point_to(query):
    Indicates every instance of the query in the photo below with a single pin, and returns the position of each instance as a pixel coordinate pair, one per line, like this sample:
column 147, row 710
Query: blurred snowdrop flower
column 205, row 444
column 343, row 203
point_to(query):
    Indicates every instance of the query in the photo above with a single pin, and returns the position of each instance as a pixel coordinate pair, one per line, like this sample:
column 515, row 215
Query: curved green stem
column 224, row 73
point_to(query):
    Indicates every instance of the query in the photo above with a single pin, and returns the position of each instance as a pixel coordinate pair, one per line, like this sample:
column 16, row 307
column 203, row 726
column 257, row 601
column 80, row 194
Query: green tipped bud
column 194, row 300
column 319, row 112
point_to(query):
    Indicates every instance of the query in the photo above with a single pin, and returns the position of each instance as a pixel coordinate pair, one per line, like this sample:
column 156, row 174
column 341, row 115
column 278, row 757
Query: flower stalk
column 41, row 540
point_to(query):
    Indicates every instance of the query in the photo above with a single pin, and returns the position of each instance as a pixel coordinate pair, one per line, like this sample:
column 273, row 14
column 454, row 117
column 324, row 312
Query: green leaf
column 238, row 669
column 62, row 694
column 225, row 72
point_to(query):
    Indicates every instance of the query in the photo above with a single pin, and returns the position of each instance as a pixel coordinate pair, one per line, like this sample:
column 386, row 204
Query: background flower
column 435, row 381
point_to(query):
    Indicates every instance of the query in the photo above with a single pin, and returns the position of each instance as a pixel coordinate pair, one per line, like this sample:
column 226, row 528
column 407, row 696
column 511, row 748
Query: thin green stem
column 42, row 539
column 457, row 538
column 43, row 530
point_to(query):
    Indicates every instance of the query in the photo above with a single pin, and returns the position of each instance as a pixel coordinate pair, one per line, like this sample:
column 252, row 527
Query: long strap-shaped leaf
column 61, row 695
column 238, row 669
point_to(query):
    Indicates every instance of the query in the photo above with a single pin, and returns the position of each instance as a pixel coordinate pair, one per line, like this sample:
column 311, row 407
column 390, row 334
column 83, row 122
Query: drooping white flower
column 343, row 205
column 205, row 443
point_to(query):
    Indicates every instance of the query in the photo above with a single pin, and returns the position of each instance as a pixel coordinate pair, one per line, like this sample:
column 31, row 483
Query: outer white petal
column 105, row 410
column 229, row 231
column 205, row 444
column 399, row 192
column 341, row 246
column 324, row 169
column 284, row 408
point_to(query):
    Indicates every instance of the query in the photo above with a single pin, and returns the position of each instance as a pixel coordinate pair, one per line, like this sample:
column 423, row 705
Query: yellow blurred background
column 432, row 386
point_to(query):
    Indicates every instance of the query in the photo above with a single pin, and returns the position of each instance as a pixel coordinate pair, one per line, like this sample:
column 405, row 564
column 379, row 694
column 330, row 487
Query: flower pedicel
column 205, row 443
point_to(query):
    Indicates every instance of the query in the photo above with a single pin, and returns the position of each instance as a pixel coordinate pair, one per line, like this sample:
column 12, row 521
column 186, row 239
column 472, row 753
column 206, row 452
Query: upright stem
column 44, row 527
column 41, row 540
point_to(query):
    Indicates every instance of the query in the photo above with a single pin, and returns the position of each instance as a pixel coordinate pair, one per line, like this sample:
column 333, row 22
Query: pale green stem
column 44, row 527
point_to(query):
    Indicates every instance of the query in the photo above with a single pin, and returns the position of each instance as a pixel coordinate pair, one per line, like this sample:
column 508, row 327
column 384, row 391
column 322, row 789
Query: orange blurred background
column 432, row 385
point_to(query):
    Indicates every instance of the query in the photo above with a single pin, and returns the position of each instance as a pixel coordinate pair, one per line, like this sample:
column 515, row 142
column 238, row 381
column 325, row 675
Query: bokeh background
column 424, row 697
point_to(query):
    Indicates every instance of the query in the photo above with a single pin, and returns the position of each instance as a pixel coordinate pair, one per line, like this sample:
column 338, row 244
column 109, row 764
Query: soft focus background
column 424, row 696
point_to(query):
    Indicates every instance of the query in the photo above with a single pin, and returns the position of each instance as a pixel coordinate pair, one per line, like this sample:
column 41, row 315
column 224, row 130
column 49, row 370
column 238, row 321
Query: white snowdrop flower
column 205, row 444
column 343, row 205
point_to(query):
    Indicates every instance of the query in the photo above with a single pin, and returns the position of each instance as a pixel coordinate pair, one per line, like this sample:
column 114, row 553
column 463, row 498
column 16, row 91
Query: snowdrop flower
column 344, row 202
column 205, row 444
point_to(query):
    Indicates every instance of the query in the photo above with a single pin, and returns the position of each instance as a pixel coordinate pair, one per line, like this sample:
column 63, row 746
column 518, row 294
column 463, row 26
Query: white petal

***

**Your objective**
Pull out every line of the entries above that contains the word "flower", and copy each such line in full.

**Exercise result**
Query: blurred snowdrop flower
Query: flower stalk
Query: background flower
Query: drooping white flower
Query: flower pedicel
Query: white snowdrop flower
Query: snowdrop flower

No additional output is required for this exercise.